Task prompt: Copy all of the records word for word.
- - - - -
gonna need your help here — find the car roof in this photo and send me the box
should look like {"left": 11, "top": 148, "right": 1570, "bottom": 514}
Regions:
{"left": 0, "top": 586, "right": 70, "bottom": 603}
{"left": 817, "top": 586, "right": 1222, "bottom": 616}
- - - - -
Task response:
gonna need your help here — find the car roof in this photo and send me the box
should look like {"left": 11, "top": 148, "right": 1570, "bottom": 514}
Regions:
{"left": 0, "top": 586, "right": 70, "bottom": 603}
{"left": 817, "top": 586, "right": 1222, "bottom": 616}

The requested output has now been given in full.